The financial health of a city is closely intertwined with that of its residents. Financially healthy residents are better able to weather difficult times, are less likely to need city supports and services, and can contribute more to the local economy by supporting property, sales, and income taxes.
Our data dashboard provides a unique snapshot of residents’ financial health, including credit bureau data, to tell the story of city financial health. Recognizing that cities differ and their residents’ needs are diverse, we construct city peer groups to highlight shared challenges and promising interventions. What’s your city’s picture of financial health?
Financial health is multidimensional. It reflects residents’ ability to manage daily finances, be resilient to economic shocks, such as an income drop or unexpected expense, and pursue opportunity to move ahead. We examine metrics that reflect these three dimensions of financial health.

- **Assigned task**: Continue the passage on the financial health of city residents, picking up after its final sentence. The data that comes next has no connection to the passage on city financial health.

- **Segmentation mask data**:

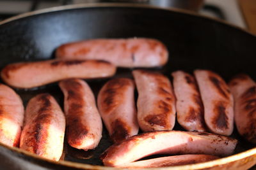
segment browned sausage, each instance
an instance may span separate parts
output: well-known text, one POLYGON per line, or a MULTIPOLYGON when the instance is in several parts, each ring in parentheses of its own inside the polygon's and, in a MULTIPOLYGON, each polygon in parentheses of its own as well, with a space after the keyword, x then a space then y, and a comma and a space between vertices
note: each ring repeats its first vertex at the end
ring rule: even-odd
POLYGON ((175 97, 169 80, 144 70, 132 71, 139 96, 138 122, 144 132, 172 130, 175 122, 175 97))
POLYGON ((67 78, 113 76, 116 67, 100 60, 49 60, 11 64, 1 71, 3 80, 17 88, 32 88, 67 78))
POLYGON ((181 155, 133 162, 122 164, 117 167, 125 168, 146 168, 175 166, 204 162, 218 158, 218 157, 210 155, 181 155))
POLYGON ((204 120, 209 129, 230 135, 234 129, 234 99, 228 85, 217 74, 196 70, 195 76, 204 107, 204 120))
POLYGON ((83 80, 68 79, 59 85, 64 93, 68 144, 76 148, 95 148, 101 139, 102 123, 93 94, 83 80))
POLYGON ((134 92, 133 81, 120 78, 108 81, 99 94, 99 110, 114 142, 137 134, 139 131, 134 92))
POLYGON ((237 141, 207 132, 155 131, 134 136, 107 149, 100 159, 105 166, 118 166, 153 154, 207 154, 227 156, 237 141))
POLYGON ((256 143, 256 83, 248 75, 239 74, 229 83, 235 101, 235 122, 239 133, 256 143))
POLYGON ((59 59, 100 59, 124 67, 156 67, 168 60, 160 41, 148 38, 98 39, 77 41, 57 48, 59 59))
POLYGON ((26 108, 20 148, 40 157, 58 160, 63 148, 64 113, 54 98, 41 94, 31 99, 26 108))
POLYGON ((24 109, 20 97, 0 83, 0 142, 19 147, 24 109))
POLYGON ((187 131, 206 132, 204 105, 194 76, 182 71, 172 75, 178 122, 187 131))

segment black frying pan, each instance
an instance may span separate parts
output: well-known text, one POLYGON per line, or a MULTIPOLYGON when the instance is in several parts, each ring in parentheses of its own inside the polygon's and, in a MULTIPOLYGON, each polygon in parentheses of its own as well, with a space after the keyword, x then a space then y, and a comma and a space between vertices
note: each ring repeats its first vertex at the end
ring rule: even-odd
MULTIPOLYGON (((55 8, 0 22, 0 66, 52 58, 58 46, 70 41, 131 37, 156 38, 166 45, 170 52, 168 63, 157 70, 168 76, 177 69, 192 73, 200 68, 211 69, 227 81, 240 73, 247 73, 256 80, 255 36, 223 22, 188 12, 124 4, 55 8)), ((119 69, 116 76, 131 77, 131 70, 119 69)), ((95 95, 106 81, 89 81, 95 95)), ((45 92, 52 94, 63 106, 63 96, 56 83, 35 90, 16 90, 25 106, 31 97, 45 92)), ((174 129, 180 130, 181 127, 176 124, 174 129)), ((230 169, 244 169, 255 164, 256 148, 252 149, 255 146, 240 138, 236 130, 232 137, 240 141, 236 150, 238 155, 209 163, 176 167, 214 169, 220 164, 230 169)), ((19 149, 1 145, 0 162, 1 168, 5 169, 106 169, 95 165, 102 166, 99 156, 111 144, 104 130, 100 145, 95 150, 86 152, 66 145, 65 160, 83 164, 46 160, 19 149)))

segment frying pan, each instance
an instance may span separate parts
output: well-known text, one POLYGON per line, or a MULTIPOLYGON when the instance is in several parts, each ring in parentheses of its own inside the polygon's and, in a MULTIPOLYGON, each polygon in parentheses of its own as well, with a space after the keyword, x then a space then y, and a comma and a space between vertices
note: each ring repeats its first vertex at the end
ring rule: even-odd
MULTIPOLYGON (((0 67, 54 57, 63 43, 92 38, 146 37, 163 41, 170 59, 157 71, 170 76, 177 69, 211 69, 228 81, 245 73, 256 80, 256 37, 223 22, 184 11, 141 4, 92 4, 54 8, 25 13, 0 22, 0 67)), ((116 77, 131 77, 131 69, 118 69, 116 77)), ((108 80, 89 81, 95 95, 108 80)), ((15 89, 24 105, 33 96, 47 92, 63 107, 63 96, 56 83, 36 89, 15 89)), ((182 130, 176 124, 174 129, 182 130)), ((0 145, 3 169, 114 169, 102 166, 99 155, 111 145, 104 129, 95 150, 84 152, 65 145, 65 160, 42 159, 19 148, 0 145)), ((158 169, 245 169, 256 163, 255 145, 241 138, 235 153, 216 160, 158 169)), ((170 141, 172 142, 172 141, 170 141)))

---

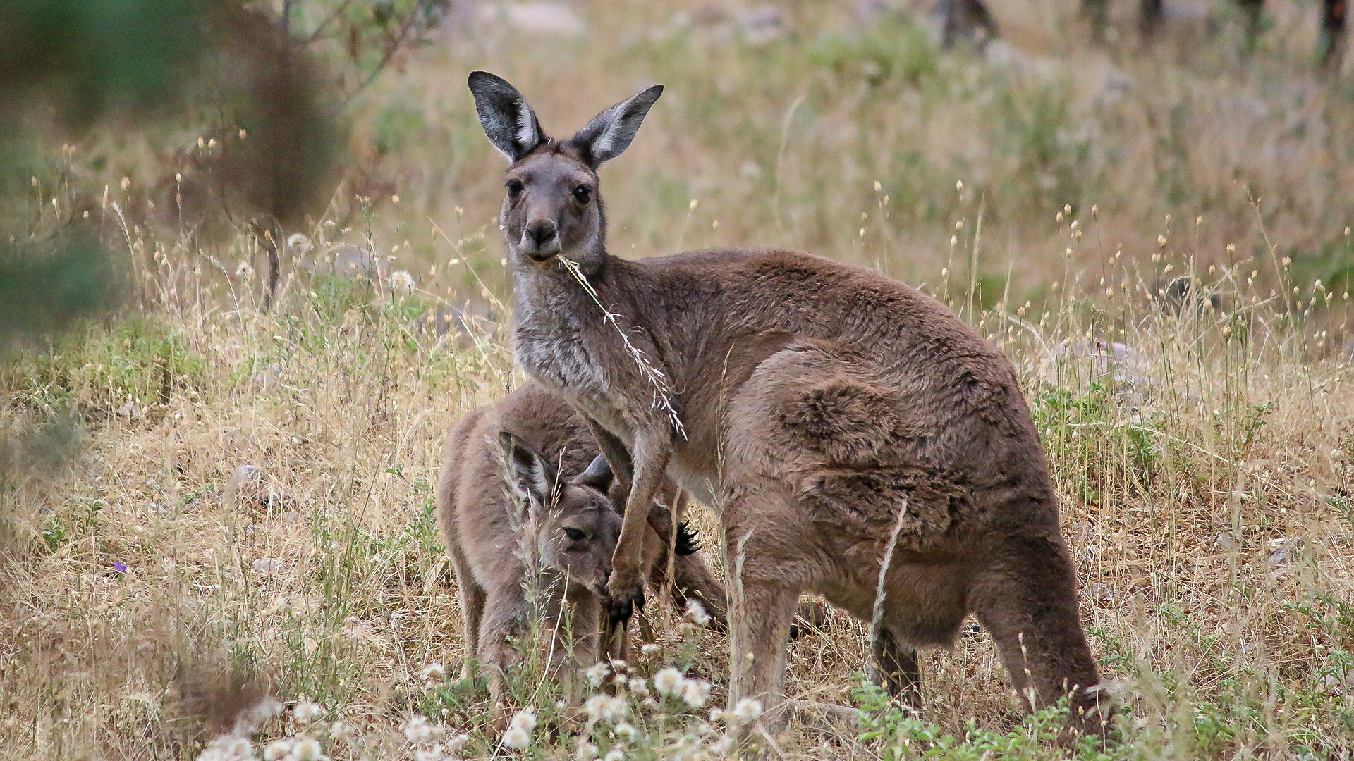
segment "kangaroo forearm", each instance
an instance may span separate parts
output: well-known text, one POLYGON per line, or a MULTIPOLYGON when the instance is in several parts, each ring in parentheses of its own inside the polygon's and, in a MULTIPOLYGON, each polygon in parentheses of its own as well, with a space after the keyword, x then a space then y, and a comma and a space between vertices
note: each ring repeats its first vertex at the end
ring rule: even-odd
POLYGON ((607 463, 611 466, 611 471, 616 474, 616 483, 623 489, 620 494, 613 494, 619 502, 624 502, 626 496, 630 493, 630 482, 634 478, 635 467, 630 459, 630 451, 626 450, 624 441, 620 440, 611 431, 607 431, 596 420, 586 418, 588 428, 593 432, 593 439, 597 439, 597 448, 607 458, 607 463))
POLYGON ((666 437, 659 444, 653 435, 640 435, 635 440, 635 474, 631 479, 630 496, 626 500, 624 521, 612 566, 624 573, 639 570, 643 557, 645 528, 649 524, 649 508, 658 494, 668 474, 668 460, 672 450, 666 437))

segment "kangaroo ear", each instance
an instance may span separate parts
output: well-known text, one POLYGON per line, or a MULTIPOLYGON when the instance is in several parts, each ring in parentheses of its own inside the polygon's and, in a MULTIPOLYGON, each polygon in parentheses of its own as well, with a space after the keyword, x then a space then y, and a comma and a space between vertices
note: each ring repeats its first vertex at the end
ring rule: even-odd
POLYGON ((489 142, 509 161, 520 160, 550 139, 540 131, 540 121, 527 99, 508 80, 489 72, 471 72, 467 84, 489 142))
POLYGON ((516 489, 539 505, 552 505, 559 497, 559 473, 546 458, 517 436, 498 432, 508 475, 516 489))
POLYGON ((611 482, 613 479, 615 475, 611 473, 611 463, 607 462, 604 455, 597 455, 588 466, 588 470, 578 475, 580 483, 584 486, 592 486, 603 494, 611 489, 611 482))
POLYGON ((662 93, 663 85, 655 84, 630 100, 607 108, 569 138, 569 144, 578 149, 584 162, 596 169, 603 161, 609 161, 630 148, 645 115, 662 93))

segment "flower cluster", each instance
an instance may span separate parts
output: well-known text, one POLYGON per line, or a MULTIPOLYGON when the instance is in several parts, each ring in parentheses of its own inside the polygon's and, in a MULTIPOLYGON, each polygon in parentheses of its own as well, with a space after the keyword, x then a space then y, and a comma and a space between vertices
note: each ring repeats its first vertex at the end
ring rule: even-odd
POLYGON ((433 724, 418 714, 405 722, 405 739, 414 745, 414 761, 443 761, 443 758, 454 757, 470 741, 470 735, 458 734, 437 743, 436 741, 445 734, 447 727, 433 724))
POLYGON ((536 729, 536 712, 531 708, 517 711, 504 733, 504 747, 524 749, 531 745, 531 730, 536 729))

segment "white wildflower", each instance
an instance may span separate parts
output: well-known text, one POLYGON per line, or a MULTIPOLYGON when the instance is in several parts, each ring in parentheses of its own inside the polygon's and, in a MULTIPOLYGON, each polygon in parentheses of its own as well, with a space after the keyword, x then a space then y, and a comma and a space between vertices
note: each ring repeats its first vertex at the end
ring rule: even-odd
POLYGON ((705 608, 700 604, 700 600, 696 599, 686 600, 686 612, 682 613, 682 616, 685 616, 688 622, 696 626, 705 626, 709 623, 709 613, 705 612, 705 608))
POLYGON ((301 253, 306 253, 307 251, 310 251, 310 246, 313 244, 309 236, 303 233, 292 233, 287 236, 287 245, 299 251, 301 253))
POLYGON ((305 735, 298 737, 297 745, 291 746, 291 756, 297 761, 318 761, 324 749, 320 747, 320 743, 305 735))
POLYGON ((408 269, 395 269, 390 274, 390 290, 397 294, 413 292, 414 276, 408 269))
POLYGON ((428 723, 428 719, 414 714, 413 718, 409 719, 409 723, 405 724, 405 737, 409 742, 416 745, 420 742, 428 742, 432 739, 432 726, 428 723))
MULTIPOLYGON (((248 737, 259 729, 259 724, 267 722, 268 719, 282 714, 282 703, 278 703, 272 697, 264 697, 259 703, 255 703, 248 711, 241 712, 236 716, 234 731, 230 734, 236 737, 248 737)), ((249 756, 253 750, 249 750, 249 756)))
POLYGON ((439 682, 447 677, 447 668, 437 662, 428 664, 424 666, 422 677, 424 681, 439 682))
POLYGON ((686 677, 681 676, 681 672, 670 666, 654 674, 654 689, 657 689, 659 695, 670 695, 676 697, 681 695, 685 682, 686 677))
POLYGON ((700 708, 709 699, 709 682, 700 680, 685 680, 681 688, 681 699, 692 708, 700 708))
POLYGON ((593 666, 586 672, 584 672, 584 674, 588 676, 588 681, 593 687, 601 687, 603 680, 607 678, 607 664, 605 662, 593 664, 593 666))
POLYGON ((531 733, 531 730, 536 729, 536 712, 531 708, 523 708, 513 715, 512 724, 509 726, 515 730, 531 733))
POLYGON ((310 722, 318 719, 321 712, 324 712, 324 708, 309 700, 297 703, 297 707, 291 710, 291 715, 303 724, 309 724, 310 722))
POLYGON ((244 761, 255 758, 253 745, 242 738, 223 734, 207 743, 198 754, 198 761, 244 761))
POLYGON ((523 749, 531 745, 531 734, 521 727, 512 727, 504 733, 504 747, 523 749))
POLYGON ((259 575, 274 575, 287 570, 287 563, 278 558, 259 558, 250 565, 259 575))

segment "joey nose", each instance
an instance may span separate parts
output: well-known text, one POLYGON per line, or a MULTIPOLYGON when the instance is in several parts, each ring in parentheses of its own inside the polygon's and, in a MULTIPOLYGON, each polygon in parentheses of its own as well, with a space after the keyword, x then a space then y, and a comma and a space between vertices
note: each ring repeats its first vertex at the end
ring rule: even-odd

* * *

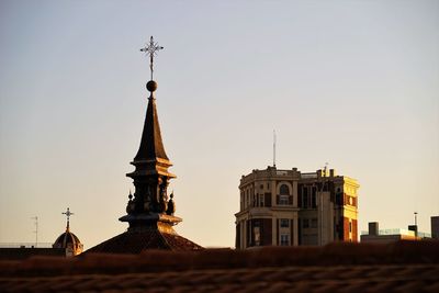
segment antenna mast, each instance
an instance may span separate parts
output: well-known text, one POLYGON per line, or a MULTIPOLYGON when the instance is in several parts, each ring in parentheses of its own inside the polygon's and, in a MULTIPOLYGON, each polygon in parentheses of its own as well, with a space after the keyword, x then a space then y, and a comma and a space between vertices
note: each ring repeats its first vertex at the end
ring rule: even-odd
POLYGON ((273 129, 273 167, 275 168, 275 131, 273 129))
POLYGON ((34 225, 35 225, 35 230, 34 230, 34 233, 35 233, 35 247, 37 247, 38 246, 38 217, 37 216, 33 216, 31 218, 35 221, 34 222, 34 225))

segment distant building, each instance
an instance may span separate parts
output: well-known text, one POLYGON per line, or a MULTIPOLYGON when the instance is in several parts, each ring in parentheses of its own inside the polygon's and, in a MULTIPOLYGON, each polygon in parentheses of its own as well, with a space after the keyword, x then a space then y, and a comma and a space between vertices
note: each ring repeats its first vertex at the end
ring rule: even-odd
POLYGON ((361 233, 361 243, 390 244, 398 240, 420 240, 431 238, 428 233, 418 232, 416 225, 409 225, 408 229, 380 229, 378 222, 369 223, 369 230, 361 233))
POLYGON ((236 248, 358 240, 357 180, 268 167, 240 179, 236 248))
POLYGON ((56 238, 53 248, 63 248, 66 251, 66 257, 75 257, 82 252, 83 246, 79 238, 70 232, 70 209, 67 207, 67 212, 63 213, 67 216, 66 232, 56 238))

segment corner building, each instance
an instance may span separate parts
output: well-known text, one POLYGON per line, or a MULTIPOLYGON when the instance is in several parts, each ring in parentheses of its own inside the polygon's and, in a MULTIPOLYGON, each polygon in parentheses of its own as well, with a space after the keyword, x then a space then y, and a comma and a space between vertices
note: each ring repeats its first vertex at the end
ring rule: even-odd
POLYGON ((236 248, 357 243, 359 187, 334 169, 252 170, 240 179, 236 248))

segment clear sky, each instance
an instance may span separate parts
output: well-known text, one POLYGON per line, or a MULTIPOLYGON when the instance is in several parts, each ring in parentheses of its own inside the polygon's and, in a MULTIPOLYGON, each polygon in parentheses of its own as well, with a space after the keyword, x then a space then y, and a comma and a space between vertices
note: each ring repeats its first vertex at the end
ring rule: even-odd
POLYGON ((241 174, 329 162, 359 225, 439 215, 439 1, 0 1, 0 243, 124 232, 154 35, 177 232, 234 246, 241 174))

- **Exercise answer**:
To understand city residents’ ability to manage daily finances, we examine delinquent debt, mortgage foreclosures, and housing-cost burden. To understand residents’ resiliency to shocks, we measure credit scores, health insurance coverage, housing-cost burden, and unbanked status. And to gauge residents’ abilities to pursue opportunity, we measure credit scores, mortgage foreclosure, housing-cost burden, unbanked rates, and earned income tax credit (EITC) receipt.
- Having delinquent debt or a home foreclosure is a clear sign that people have had trouble paying their bills.
- Low- and moderate-income residents who are housing-cost burdened (meaning they pay more than 30 percent of their income on housing) have less slack in their budgets and can struggle to manage daily finances. High housing-cost burdens can affect residents’ ability to create a savings cushion, which, in turn, can lower their ability to absorb economic shocks and pursue opportunities (e.g., invest in a home). Even a savings cushion of $250 or more has been shown to increase resiliency.
- Credit scores, which affect residents’ ability to borrow, can affect their ability to absorb a financial shock (e.g., gain access to a credit card for an unexpected expense) and their ability to pursue opportunity (e.g., through a home loan). A home foreclosure also affects residents’ ability to borrow and can have these same ripple effects.
- Health insurance helps families pay for health emergencies and keeps people healthy and working, thereby providing resiliency. Medical bills are a significant and growing cost for families, a primary source of delinquent debt, and can contribute to bankruptcy.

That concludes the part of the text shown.